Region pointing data
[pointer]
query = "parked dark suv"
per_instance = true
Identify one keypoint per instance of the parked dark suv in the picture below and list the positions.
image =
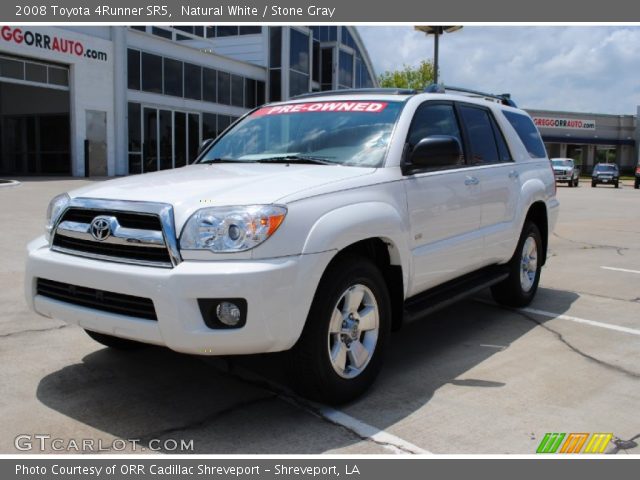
(606, 173)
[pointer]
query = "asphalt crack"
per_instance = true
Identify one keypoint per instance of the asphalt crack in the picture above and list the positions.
(619, 250)
(284, 394)
(33, 330)
(575, 349)
(208, 419)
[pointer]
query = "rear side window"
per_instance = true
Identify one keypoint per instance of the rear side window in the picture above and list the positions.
(433, 119)
(528, 133)
(485, 141)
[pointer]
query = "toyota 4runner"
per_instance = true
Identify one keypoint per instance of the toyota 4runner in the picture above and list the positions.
(315, 225)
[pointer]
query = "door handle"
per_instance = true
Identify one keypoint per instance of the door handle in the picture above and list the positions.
(471, 181)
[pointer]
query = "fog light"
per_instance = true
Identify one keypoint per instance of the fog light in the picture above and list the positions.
(228, 313)
(223, 313)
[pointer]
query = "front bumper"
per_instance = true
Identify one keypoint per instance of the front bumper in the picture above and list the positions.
(604, 179)
(278, 293)
(562, 176)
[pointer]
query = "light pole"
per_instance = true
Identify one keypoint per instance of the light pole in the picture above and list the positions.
(436, 31)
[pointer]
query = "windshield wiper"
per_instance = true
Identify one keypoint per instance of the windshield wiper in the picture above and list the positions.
(309, 159)
(223, 160)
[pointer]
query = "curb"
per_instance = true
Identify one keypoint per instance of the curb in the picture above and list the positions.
(9, 183)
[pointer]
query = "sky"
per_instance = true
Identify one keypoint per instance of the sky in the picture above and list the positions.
(582, 69)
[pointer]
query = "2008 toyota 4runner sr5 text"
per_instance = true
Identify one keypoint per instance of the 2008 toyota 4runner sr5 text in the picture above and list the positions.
(316, 225)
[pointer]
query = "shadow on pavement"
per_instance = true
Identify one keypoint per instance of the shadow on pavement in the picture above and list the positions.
(156, 393)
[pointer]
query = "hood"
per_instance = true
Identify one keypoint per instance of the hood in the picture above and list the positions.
(195, 186)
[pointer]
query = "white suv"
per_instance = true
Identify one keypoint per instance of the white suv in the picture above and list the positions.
(316, 225)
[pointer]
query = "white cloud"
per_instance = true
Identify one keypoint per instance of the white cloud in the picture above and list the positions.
(588, 69)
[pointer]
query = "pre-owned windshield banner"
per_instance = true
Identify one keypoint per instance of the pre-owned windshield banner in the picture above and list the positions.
(315, 11)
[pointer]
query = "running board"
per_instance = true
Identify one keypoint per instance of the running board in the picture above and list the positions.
(451, 292)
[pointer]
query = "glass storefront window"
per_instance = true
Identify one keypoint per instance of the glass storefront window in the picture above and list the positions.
(345, 72)
(173, 77)
(299, 51)
(237, 91)
(192, 81)
(224, 88)
(133, 69)
(151, 73)
(275, 47)
(209, 85)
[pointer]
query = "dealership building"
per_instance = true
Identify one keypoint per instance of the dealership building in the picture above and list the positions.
(590, 138)
(115, 100)
(119, 100)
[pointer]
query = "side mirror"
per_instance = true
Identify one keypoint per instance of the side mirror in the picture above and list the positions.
(435, 151)
(204, 145)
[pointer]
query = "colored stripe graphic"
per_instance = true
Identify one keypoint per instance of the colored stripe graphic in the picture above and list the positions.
(598, 443)
(550, 443)
(574, 443)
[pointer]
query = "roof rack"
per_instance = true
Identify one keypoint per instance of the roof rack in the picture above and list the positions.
(351, 91)
(504, 98)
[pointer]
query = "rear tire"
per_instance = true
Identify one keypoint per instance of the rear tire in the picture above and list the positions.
(519, 288)
(338, 357)
(116, 343)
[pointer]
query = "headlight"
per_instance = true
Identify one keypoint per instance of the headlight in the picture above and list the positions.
(231, 229)
(54, 210)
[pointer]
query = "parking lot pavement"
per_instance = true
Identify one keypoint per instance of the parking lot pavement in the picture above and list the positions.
(474, 378)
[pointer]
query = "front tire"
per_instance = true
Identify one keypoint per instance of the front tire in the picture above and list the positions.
(116, 343)
(341, 349)
(519, 288)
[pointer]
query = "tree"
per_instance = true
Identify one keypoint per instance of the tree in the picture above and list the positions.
(417, 77)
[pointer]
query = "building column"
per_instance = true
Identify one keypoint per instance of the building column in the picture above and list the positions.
(119, 35)
(637, 146)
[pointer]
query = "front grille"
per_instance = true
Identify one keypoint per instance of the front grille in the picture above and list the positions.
(129, 252)
(135, 237)
(141, 221)
(97, 299)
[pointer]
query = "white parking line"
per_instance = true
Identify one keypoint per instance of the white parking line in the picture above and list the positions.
(387, 440)
(584, 321)
(621, 269)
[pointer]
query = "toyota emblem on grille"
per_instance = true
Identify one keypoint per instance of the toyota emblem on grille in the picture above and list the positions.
(100, 228)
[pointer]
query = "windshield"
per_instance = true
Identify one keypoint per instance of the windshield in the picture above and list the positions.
(354, 133)
(562, 162)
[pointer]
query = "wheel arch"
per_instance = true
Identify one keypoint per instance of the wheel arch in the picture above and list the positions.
(537, 214)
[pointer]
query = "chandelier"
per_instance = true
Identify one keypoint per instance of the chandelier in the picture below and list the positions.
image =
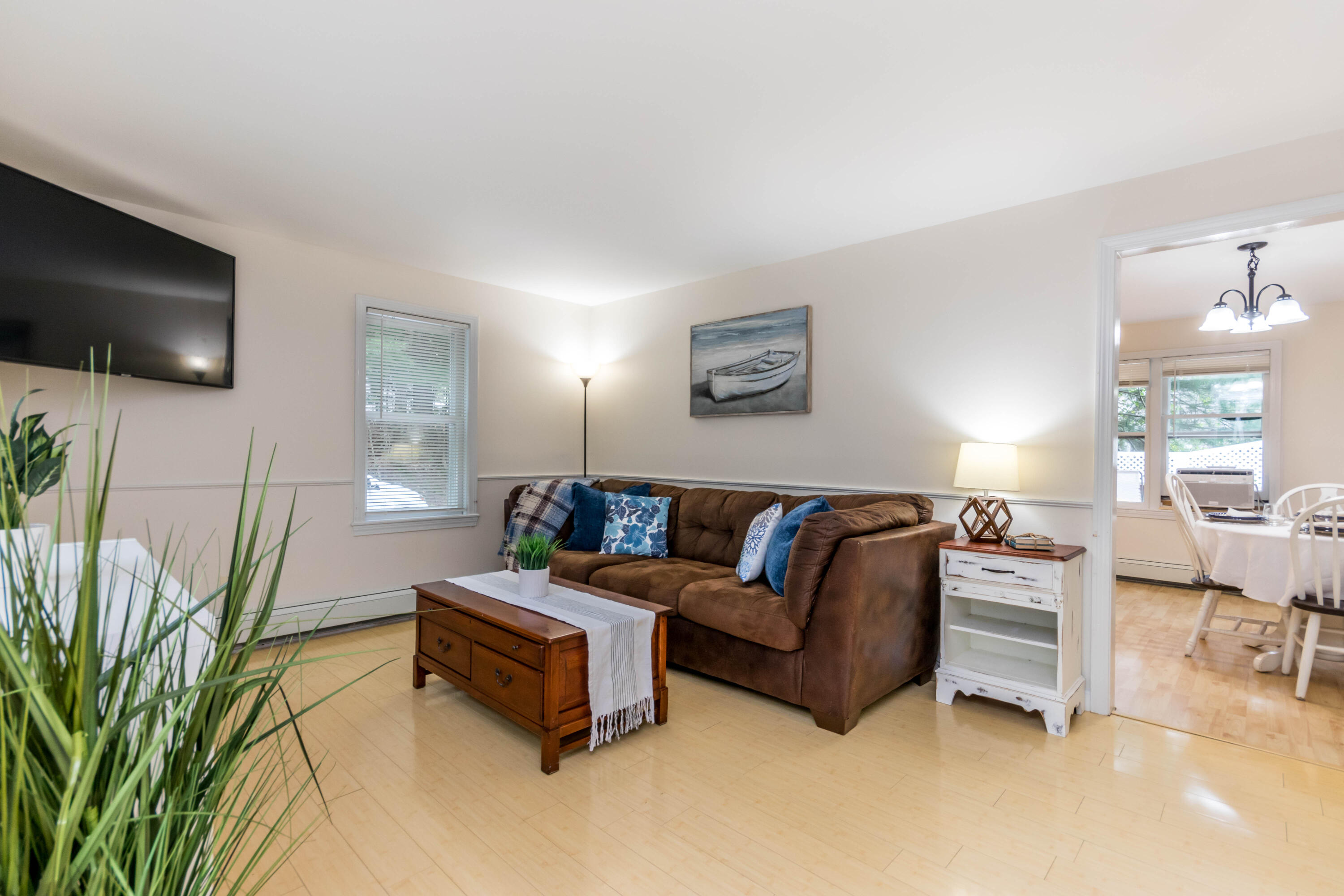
(1284, 311)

■ **EXERCISE DESCRIPTION**: No pictures belong in the copy. Repeat the entries exactly.

■ **TASK ANSWER**:
[pointer]
query = "parked dark suv"
per_instance = true
Identify one keypoint per instance of the parked dark suv in the picture below and list the positions.
image =
(606, 173)
[pointer]
query = "asphalt crack"
per_instance = true
Identify one keypoint per instance of the asphalt crack in the picture above and list the positions.
(619, 250)
(284, 394)
(33, 330)
(575, 349)
(208, 419)
[pointer]
query = "rear side window"
per_instance = true
Identify one keypoint per instance of the rear side window in the picture above and list the positions.
(433, 119)
(528, 133)
(485, 141)
[pointer]
query = "toyota 4runner"
per_instance = true
Identify one keypoint per instance of the toyota 4runner in the picture above and list the positions.
(315, 225)
[pointer]
query = "door handle"
per_instance = true
Identify one keypoint per instance of the door handle in the picture above and list the positions.
(471, 181)
[pointer]
query = "fog light"
per_instance = true
Identify one keypoint per instance of the fog light in the picture above and list the positions.
(228, 313)
(223, 313)
[pointer]
query = "front bumper"
per_instance = true
Identify one keypoint per instance of the front bumper in the picture above and list the positions.
(604, 179)
(278, 293)
(562, 176)
[pointer]
query = "light pole"
per_instance = true
Identify one keypoint per instance of the light pole in the picture above and list the positions.
(436, 31)
[pointer]
query = "windshield wiper"
per_instance = true
Identify one keypoint per instance of the windshield wiper in the picture above and list the positions.
(309, 159)
(223, 160)
[pointer]
query = "curb"
per_instance = true
Identify one keypoint per instance of the curb in the picture above and list the positions.
(9, 183)
[pointer]
query = "sky"
per_instance = true
Identify one keypoint per instance of the sky in the picture above and list the positions.
(582, 69)
[pointer]
query = "2008 toyota 4runner sr5 text"
per_instance = true
Identify one keypoint per instance of the 2008 toyota 4runner sr5 text in the picture above and list the positions.
(316, 225)
[pointer]
query = "shadow on pavement"
per_instance = true
Identify one keypoint per instance of the shadow on pavement in the picture above and list the positions.
(156, 393)
[pointer]
query = "hood"
per_instance = true
Identify one keypoint per instance of the hood in the picture above and list the positions.
(195, 186)
[pointer]
query = "white suv"
per_instance = true
Identify one keypoint per instance of the white suv in the picture above and list the positions.
(316, 225)
[pointer]
query = "white cloud"
per_instance = true
Identify one keypoint per instance of the white cloud in the picture above and list the positions.
(588, 69)
[pointer]
query = "pre-owned windshield banner"
per_instance = true
Identify one keypoint per instance of the pre-owned windshield banner in the picture above and list the positions.
(315, 11)
[pointer]
query = "running board"
per_instance = true
Identify one keypoint per instance of the running board in the picture above and list the positions.
(451, 292)
[pointer]
query = "glass storefront window"
per_instance = true
Identify one keypoint per instance of the glass storefront window in the picture above and list the positions.
(345, 72)
(173, 77)
(299, 51)
(237, 91)
(192, 81)
(224, 88)
(133, 69)
(151, 73)
(275, 47)
(209, 85)
[pointer]
query = "dealership building"
per_instance = true
Identify one keypoint per instance of the dealership building in the picture above and list the positions.
(590, 138)
(115, 100)
(119, 100)
[pointer]
query = "side mirror"
per_instance = true
Identify one keypoint per instance of the side mirror in the picture above and list the positions.
(435, 151)
(204, 145)
[pointer]
query = "colored stripe graphic"
per_instance = true
Identify one keypoint per instance of the colored stripe graphic in the picture above and list the positions.
(598, 443)
(550, 443)
(574, 443)
[pointer]
query = "roof rack"
per_instance = true
Identify one keypoint per instance of the roof rack in the picture above and list the positions.
(351, 91)
(504, 98)
[pointer]
query = "rear tire"
per_instance = true
Identify one keypoint per instance of the rear tire in the picture above and list the positions.
(519, 288)
(338, 357)
(116, 343)
[pointer]
query = "headlight"
per_instance = true
Identify one keypoint per instance of the headlight in the picture above and list the positions.
(231, 229)
(54, 210)
[pointer]
query = "parking lot pavement"
per_instance = true
Identify one keypoint per instance of the parking lot pavement in the picture above and list the positions.
(474, 378)
[pointer]
query = "front tire"
per_instance = true
Identify one keypoint per instance of the front tire in the picture above and list the positions.
(116, 343)
(341, 349)
(519, 288)
[pointer]
query = "tree"
per_instance = true
Identify one keypoint per instance of the tree in the picture above and list the positions.
(417, 77)
[pointer]
query = "building column"
per_instance = true
Identify one keypoint per instance of the building column in the picture above and list the positions.
(119, 35)
(637, 146)
[pointer]
query = "front grille"
per_instance = true
Identify one keypoint per instance of the front grille in the picture above and list the positions.
(129, 252)
(135, 237)
(141, 221)
(97, 299)
[pointer]
query = "white parking line"
per_instance = true
Identify one keypoint per instance of the white parking line in the picture above and list the positions.
(387, 440)
(584, 321)
(621, 269)
[pointer]
query = "toyota emblem on grille"
per_instance = true
Identify one keypoint per instance of the toyota emblem on grille in the picture above and list the positions.
(100, 228)
[pointer]
query = "windshield"
per_instance = true
Identify one keypoint per instance of the windshield in the picture above and list the positions.
(354, 133)
(562, 162)
[pointer]
query = "wheel arch"
per_instance = true
Identify one keypoint per instance of the wheel arch in the picture above and list the positions.
(537, 214)
[pointer]
query = "chandelier"
per_instance = true
Identify one keypoint per instance of the chandelier in the picture below and list the positions.
image =
(1284, 311)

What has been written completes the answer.